WHAT NEEDS TO BE DONE
Find every line in the listing below that contains the string "coordinates", treating uppercase and lowercase as different, and copy each of those lines in full.

BEGIN DATASET ENTRIES

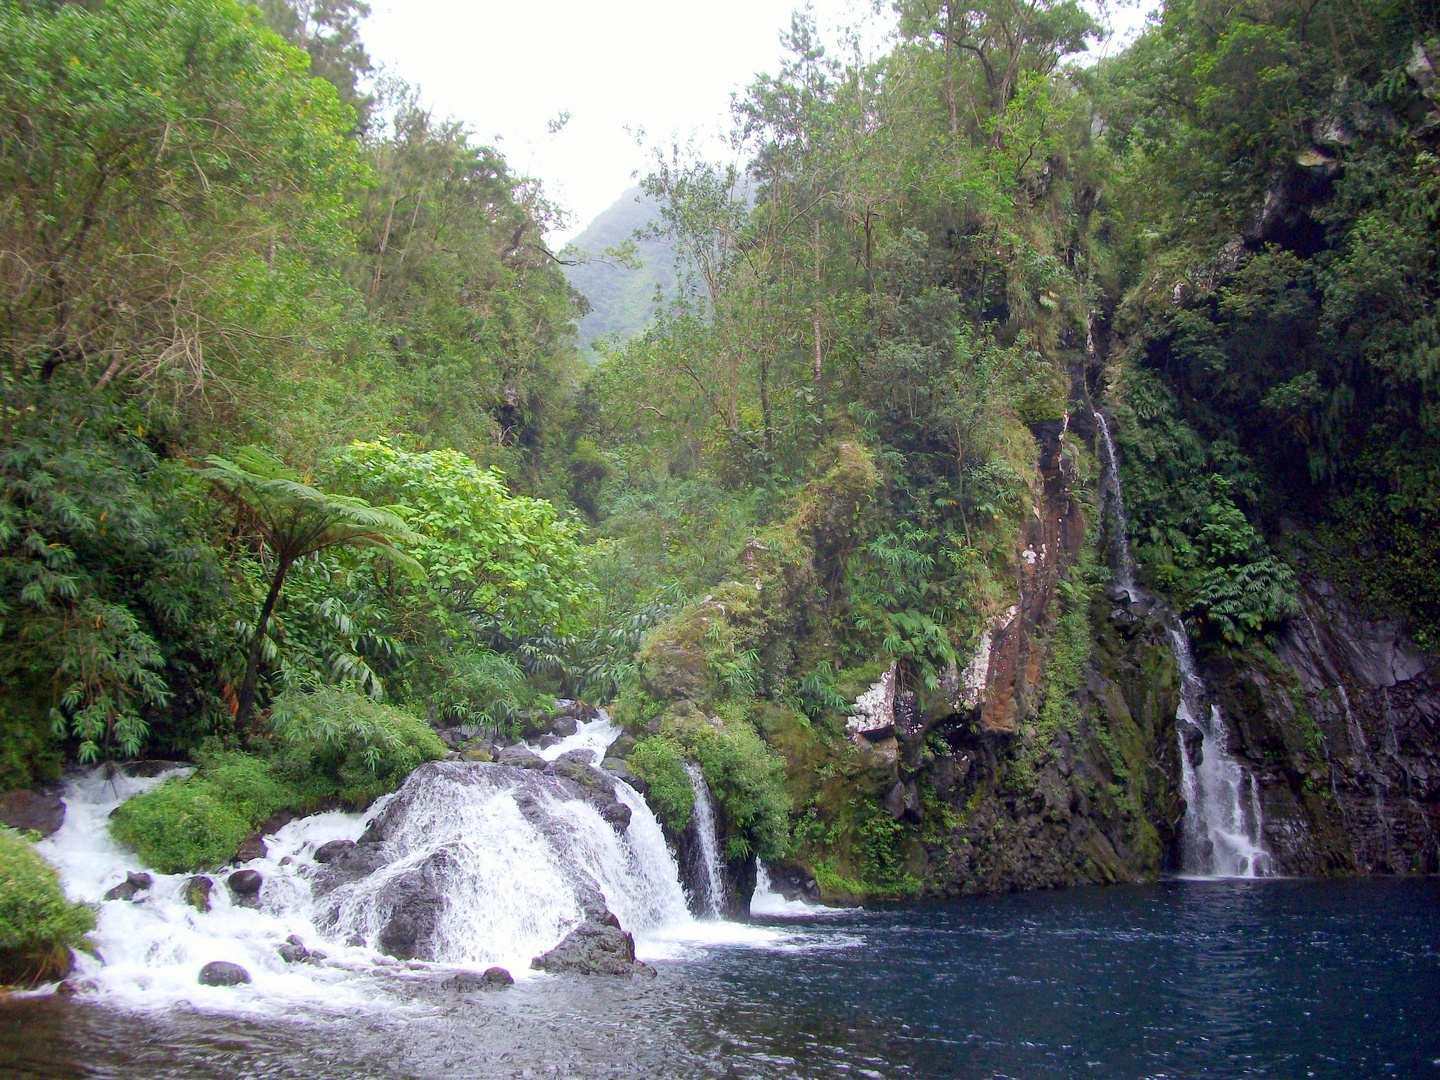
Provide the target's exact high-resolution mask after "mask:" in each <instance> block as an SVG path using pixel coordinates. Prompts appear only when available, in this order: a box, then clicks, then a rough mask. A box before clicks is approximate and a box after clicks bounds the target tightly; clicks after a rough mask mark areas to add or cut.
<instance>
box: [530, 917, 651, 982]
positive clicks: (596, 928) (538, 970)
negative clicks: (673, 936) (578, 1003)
mask: <svg viewBox="0 0 1440 1080" xmlns="http://www.w3.org/2000/svg"><path fill="white" fill-rule="evenodd" d="M530 966H531V968H534V969H536V971H547V972H552V973H559V972H576V973H580V975H649V976H654V973H655V969H654V968H649V966H648V965H644V963H641V962H639V960H636V959H635V939H634V937H631V936H629V935H628V933H626V932H625V930H622V929H619V927H618V926H605V924H603V923H596V922H585V923H580V924H579V926H576V927H575V929H573V930H570V933H567V935H566V936H564V940H562V942H560V943H559V945H557V946H554V948H553V949H552V950H550V952H546V953H541V955H540V956H536V958H534V959H533V960H530Z"/></svg>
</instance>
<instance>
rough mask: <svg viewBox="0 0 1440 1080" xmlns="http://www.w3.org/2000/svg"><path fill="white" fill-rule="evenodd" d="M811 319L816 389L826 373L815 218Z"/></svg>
mask: <svg viewBox="0 0 1440 1080" xmlns="http://www.w3.org/2000/svg"><path fill="white" fill-rule="evenodd" d="M811 320H812V330H814V334H815V389H816V390H818V389H819V384H821V379H822V377H824V374H825V369H824V363H822V361H824V354H822V353H821V347H819V219H818V217H816V219H815V297H814V298H812V300H811Z"/></svg>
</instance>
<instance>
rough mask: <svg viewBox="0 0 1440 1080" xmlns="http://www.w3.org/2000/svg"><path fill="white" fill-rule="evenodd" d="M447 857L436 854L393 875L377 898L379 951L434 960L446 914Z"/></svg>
mask: <svg viewBox="0 0 1440 1080" xmlns="http://www.w3.org/2000/svg"><path fill="white" fill-rule="evenodd" d="M449 864H451V860H449V855H448V854H446V852H444V851H436V852H435V854H433V855H431V857H429V858H426V860H425V861H423V863H420V864H419V865H416V867H413V868H410V870H406V871H403V873H400V874H396V876H395V877H392V878H390V880H389V881H386V883H384V887H383V890H382V893H380V896H379V909H380V912H382V913H383V914H382V917H383V920H384V922H383V923H382V926H380V933H379V936H377V939H376V948H379V950H380V952H383V953H387V955H390V956H395V958H396V959H399V960H433V959H435V939H436V935H438V932H439V922H441V916H442V914H444V912H445V874H446V870H448V868H449Z"/></svg>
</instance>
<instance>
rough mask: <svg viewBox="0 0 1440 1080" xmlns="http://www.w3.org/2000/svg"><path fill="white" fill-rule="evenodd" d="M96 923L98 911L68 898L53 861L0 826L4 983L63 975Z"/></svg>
mask: <svg viewBox="0 0 1440 1080" xmlns="http://www.w3.org/2000/svg"><path fill="white" fill-rule="evenodd" d="M92 929H95V913H94V912H92V910H91V909H88V907H85V906H84V904H73V903H71V901H69V900H66V899H65V893H63V891H62V890H60V878H59V874H56V873H55V867H52V865H50V864H49V863H46V861H45V860H43V858H42V857H40V855H39V852H36V850H35V848H33V847H30V844H29V842H27V841H26V840H24V838H23V837H20V835H19V834H17V832H13V831H10V829H6V828H0V984H12V985H13V984H33V982H45V981H46V979H55V978H62V976H63V975H66V973H68V972H69V969H71V962H72V960H71V950H72V949H84V948H86V942H85V935H86V933H89V932H91V930H92Z"/></svg>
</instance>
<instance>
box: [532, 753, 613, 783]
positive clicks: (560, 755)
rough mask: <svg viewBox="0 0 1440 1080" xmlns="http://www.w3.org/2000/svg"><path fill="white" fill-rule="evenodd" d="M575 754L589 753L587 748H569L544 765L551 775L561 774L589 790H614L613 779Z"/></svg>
mask: <svg viewBox="0 0 1440 1080" xmlns="http://www.w3.org/2000/svg"><path fill="white" fill-rule="evenodd" d="M575 755H589V750H570V752H569V753H563V755H560V756H559V757H556V759H554V760H553V762H550V763H549V765H547V766H546V772H547V773H550V775H552V776H563V778H564V779H567V780H573V782H575V783H579V785H580V786H582V788H589V789H590V791H609V792H613V791H615V780H612V779H611V778H609V776H606V775H605V773H602V772H600V770H599V769H596V768H595V766H593V765H588V763H586V762H583V760H580V759H579V757H576V756H575Z"/></svg>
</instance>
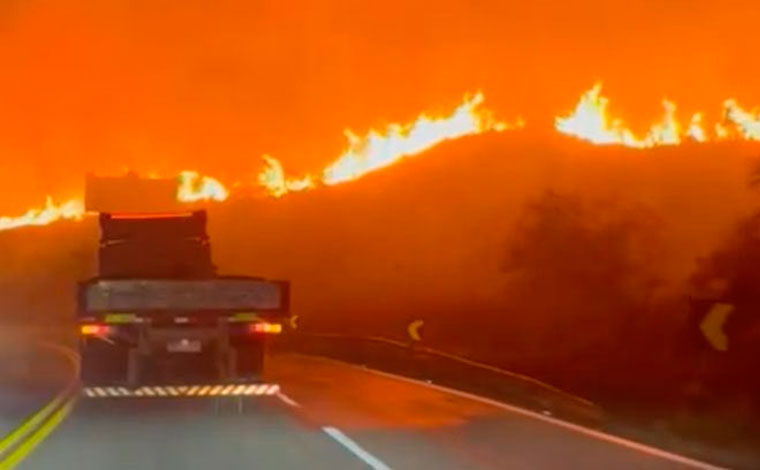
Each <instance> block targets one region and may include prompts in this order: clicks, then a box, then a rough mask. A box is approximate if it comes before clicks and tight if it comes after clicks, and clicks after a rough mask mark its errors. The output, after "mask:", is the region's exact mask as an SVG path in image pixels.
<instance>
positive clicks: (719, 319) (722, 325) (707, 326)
mask: <svg viewBox="0 0 760 470" xmlns="http://www.w3.org/2000/svg"><path fill="white" fill-rule="evenodd" d="M733 311H734V306H733V305H731V304H722V303H716V304H715V305H713V306H712V308H711V309H710V311H709V312H707V315H705V317H704V318H703V319H702V322H701V323H700V324H699V329H700V331H702V334H703V335H704V337H705V339H706V340H707V342H708V343H710V346H712V347H713V348H714V349H716V350H717V351H728V336H726V332H725V331H723V325H725V323H726V319H727V318H728V316H729V315H730V314H731V312H733Z"/></svg>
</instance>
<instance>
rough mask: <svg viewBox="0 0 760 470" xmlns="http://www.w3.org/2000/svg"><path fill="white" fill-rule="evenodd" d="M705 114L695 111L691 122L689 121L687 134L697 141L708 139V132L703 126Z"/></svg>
mask: <svg viewBox="0 0 760 470" xmlns="http://www.w3.org/2000/svg"><path fill="white" fill-rule="evenodd" d="M703 116H704V115H703V114H702V113H695V114H694V115H693V116H692V117H691V122H690V123H689V129H688V130H687V131H686V135H687V136H689V137H690V138H691V139H692V140H694V141H695V142H706V141H707V134H706V133H705V129H704V127H702V119H703Z"/></svg>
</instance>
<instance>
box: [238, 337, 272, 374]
mask: <svg viewBox="0 0 760 470" xmlns="http://www.w3.org/2000/svg"><path fill="white" fill-rule="evenodd" d="M264 352H265V348H264V341H254V342H246V343H244V344H240V345H238V346H236V347H235V353H236V356H237V357H236V361H235V362H236V366H237V377H236V378H237V379H238V380H258V379H260V378H261V373H262V372H263V370H264Z"/></svg>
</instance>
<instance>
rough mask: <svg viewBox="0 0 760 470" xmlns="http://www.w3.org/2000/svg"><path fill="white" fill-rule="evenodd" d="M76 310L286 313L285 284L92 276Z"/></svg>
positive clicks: (288, 294) (251, 279)
mask: <svg viewBox="0 0 760 470" xmlns="http://www.w3.org/2000/svg"><path fill="white" fill-rule="evenodd" d="M79 295H80V298H79V305H80V312H81V313H102V312H160V311H173V312H182V311H206V310H208V311H220V312H233V311H236V312H239V311H266V312H272V313H276V312H282V313H285V312H287V309H288V303H289V302H288V300H289V289H288V283H287V282H282V281H270V280H266V279H256V278H214V279H200V280H174V279H102V278H98V279H93V280H91V281H87V282H85V283H82V284H81V286H80V293H79Z"/></svg>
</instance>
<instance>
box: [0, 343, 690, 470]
mask: <svg viewBox="0 0 760 470" xmlns="http://www.w3.org/2000/svg"><path fill="white" fill-rule="evenodd" d="M268 366H269V367H268V379H269V380H271V381H272V382H277V383H279V384H280V385H281V387H282V394H280V395H278V396H272V397H250V398H246V399H244V400H243V401H242V402H239V401H238V399H236V398H224V399H221V400H218V399H209V398H182V399H171V398H107V399H92V398H85V397H82V398H80V399H79V400H78V402H77V403H76V406H75V407H74V408H73V411H72V412H71V414H70V415H69V416H68V417H67V418H66V419H65V420H64V421H63V422H62V423H61V424H60V425H59V426H58V427H57V428H56V429H55V430H54V431H53V433H52V434H50V435H49V436H48V437H47V439H46V440H45V441H43V442H42V443H41V444H40V445H39V446H38V447H37V448H36V449H35V450H34V452H32V453H31V454H30V455H28V456H27V457H26V459H25V460H24V461H23V462H22V463H21V464H20V466H18V468H19V469H22V470H27V469H39V470H67V469H72V470H96V469H97V470H101V469H109V470H122V469H125V470H126V469H130V470H131V469H145V470H153V469H155V470H159V469H161V470H174V469H177V470H192V469H199V470H200V469H203V470H207V469H217V468H218V469H222V468H235V469H239V468H250V469H254V468H255V469H304V468H309V469H354V468H355V469H366V468H376V469H441V470H446V469H452V470H453V469H456V470H462V469H531V470H533V469H555V468H556V469H589V468H600V469H628V468H630V469H673V468H694V467H692V466H690V465H688V464H687V463H684V462H678V461H674V460H672V459H671V458H669V457H668V456H663V455H657V452H656V451H652V450H648V449H647V448H643V447H640V446H636V445H633V444H627V443H625V442H621V441H618V440H616V439H615V438H606V437H605V436H603V435H598V434H596V433H594V432H592V431H588V432H587V431H584V430H583V429H577V428H574V427H572V426H565V425H562V424H561V423H555V422H553V421H551V419H550V418H545V417H542V416H534V415H530V414H527V413H525V412H522V411H520V410H516V409H511V408H510V407H508V406H507V407H500V406H494V405H493V404H489V403H486V402H482V401H479V400H476V399H472V398H469V397H466V396H461V395H457V394H452V393H449V392H446V391H443V390H440V389H436V388H434V387H429V386H425V385H423V384H418V383H413V382H409V381H406V380H404V379H397V378H393V377H390V376H386V375H381V374H378V373H374V372H371V371H366V370H363V369H361V368H358V367H355V366H349V365H345V364H341V363H338V362H334V361H330V360H325V359H318V358H307V357H302V356H280V357H276V358H273V359H272V360H271V361H270V363H269V364H268ZM4 399H5V398H3V400H4ZM0 401H2V400H0ZM241 403H242V409H241V406H240V405H241Z"/></svg>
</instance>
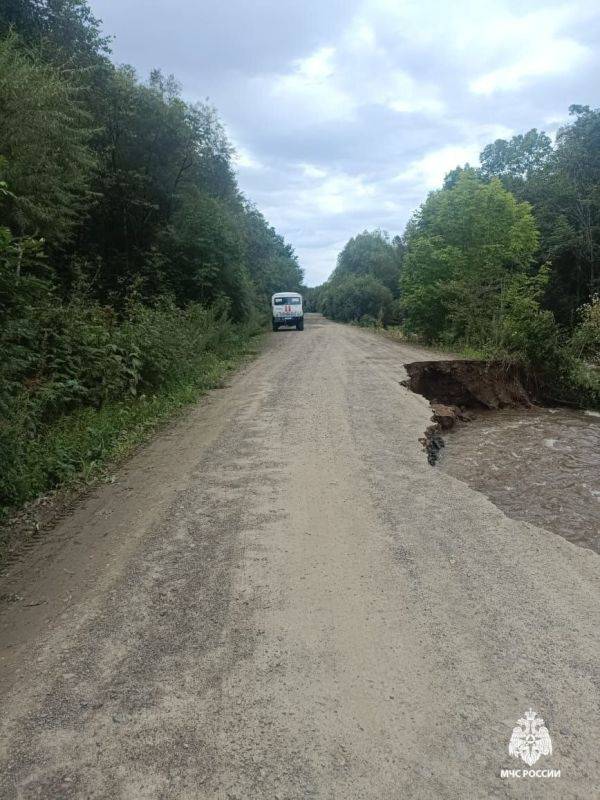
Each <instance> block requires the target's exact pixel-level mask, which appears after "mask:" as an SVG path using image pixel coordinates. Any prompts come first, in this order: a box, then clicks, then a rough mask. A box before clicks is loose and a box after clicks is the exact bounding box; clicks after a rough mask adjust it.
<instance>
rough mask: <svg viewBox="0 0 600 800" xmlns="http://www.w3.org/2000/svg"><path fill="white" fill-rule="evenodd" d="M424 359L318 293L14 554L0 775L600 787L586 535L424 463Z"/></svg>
mask: <svg viewBox="0 0 600 800" xmlns="http://www.w3.org/2000/svg"><path fill="white" fill-rule="evenodd" d="M430 357H431V354H430V353H424V352H421V351H419V350H418V349H415V348H408V347H403V346H401V345H398V344H396V343H394V342H390V341H388V340H386V339H383V338H380V337H377V336H376V335H374V334H372V333H370V332H367V331H363V330H359V329H356V328H352V327H347V326H341V325H336V324H333V323H331V322H327V321H326V320H324V319H323V318H321V317H319V316H317V315H309V316H308V317H307V322H306V328H305V331H304V332H302V333H300V332H296V331H281V332H279V333H274V334H272V335H271V336H270V339H269V342H268V345H267V347H266V348H265V350H264V352H263V353H262V354H261V355H260V356H259V357H258V358H257V359H256V360H255V361H254V362H253V363H251V364H250V365H248V366H247V367H245V368H244V369H243V370H242V371H241V372H239V373H238V374H237V375H235V376H234V377H232V378H231V380H230V385H229V386H227V387H225V388H223V389H220V390H216V391H214V392H212V393H211V394H210V395H208V396H207V397H206V398H204V399H203V400H201V401H200V403H199V404H198V405H197V406H195V407H194V408H193V409H192V410H191V411H190V412H189V413H187V414H186V415H185V417H183V418H182V419H181V420H179V421H178V422H176V423H175V424H173V425H171V426H170V427H169V428H168V429H167V430H166V431H164V432H163V433H162V434H161V435H160V436H158V437H157V438H156V439H155V440H154V441H153V443H151V444H150V445H149V446H147V447H146V448H144V449H143V450H142V451H141V452H139V453H138V454H137V455H136V456H135V457H134V458H132V459H131V460H130V461H129V462H128V463H127V464H126V465H125V466H124V467H123V468H121V469H120V470H119V471H118V472H117V474H116V479H115V482H114V483H113V484H110V485H108V484H107V485H103V486H102V487H100V488H98V489H96V490H95V491H94V492H93V493H92V494H91V495H90V496H88V498H87V499H85V500H84V501H82V502H81V503H80V504H79V506H78V507H77V508H76V509H75V511H74V512H73V513H72V514H71V515H70V516H69V517H68V518H66V519H64V520H63V521H62V522H61V523H60V524H59V525H58V526H57V528H56V529H55V530H53V531H51V532H50V533H48V534H47V536H46V537H45V538H44V539H43V540H42V542H41V543H40V544H38V545H37V546H36V548H35V549H34V550H33V551H32V552H31V553H29V555H27V557H26V560H25V561H23V562H22V563H21V564H18V565H16V566H14V567H13V568H12V571H11V573H10V575H9V576H8V579H6V580H4V582H3V585H2V586H1V587H0V594H2V595H3V596H4V602H3V604H2V605H1V607H0V658H1V661H0V671H1V679H0V680H1V684H0V708H1V709H2V713H1V719H0V728H1V738H0V776H1V777H0V797H2V798H11V799H12V798H15V800H16V798H25V799H26V800H29V798H38V797H40V798H98V799H99V800H107V799H108V798H123V799H124V800H137V798H143V799H144V800H146V799H150V800H155V799H156V800H159V798H161V799H162V798H165V799H166V798H169V800H170V799H171V798H185V800H198V798H210V799H211V800H217V799H219V800H221V799H225V798H228V799H230V798H237V800H256V799H261V800H262V799H263V798H264V799H265V800H276V799H277V798H278V799H279V800H296V799H297V800H300V799H302V800H304V799H305V798H315V799H318V800H321V798H323V800H325V799H327V800H365V799H366V800H396V798H397V799H398V800H400V799H403V798H419V799H421V798H432V800H433V799H434V798H435V800H439V798H452V799H453V800H454V799H457V798H460V800H470V799H471V798H473V799H474V800H483V799H484V798H490V797H540V798H546V797H552V798H561V800H564V799H565V798H593V797H598V791H599V789H598V787H599V786H600V769H599V766H600V764H599V762H600V754H599V750H598V742H599V741H600V717H599V713H598V711H599V701H600V642H599V635H600V634H599V632H600V577H599V576H600V570H599V565H598V556H597V555H596V554H595V553H592V552H591V551H587V550H584V549H581V548H577V547H574V546H572V545H570V544H569V543H568V542H566V541H565V540H563V539H562V538H560V537H558V536H555V535H553V534H550V533H546V532H545V531H542V530H539V529H536V528H533V527H531V526H528V525H527V524H524V523H520V522H513V521H511V520H509V519H507V518H506V517H505V516H504V515H503V514H502V513H501V512H500V511H499V510H498V509H496V508H495V507H494V506H493V505H492V504H491V503H490V502H488V501H487V500H486V499H485V498H484V497H483V496H482V495H480V494H478V493H476V492H474V491H472V490H471V489H469V488H468V487H467V486H466V485H465V484H463V483H461V482H459V481H457V480H454V479H453V478H451V477H450V476H448V475H446V474H443V473H442V472H440V471H439V470H437V469H435V468H432V467H430V466H429V465H428V464H427V460H426V457H425V454H424V452H423V450H422V447H421V445H420V443H419V437H420V436H422V434H423V432H424V430H425V428H426V427H427V425H428V424H429V419H430V409H429V405H428V403H427V401H426V400H424V399H423V398H422V397H420V396H417V395H415V394H412V393H411V392H409V391H408V390H407V389H405V388H404V387H403V386H401V385H400V381H401V380H402V379H403V378H404V377H405V371H404V368H403V363H406V362H407V361H412V360H418V359H420V358H430ZM530 706H531V707H532V708H533V709H535V710H536V711H537V712H539V714H540V715H541V716H542V717H543V718H544V719H545V720H546V725H547V727H548V730H549V733H550V736H551V739H552V746H553V753H552V755H551V756H542V757H541V758H540V759H539V761H538V762H537V763H536V765H535V768H536V769H555V770H557V769H560V770H561V777H560V778H544V777H539V778H528V779H516V778H512V779H511V778H501V777H500V770H501V769H518V768H526V765H525V763H524V762H523V761H520V760H518V759H515V758H513V757H511V756H509V754H508V743H509V740H510V737H511V733H512V730H513V728H514V727H515V725H516V724H517V720H518V719H519V718H520V717H522V716H523V714H524V712H526V711H527V710H528V709H529V708H530ZM524 783H525V784H526V785H524Z"/></svg>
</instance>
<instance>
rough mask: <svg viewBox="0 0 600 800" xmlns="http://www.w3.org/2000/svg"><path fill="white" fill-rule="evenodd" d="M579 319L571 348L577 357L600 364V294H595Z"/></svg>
mask: <svg viewBox="0 0 600 800" xmlns="http://www.w3.org/2000/svg"><path fill="white" fill-rule="evenodd" d="M578 317H579V320H578V324H577V326H576V327H575V329H574V331H573V334H572V336H571V342H570V344H571V349H572V352H573V354H574V355H575V356H576V357H577V358H582V359H585V360H586V361H589V362H591V363H592V364H595V365H597V366H600V296H598V295H594V297H592V299H591V300H590V302H589V303H585V304H584V305H583V306H582V307H581V308H580V309H579V314H578Z"/></svg>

END DATASET ENTRIES

YOUR RESPONSE
Provide the target's exact high-resolution mask after "mask:" in each <instance> block as an SVG path using pixel coordinates. Prompts appear only when available, in this order: a box, then clicks, then a rough mask. A box before clicks is approximate and a box after clicks bounds the target tightly; clicks after a rough mask mark areas to add or cut.
Each <instance> block requires the target's exact pixel-level mask, which appears after "mask:" as an SVG path using image pixel coordinates. Any prompts come first, in this order: a box, then clicks, then a rough mask. A box before clicks is loose and a box after clicks is the exact bounding box; clicks after a rough mask adjust it.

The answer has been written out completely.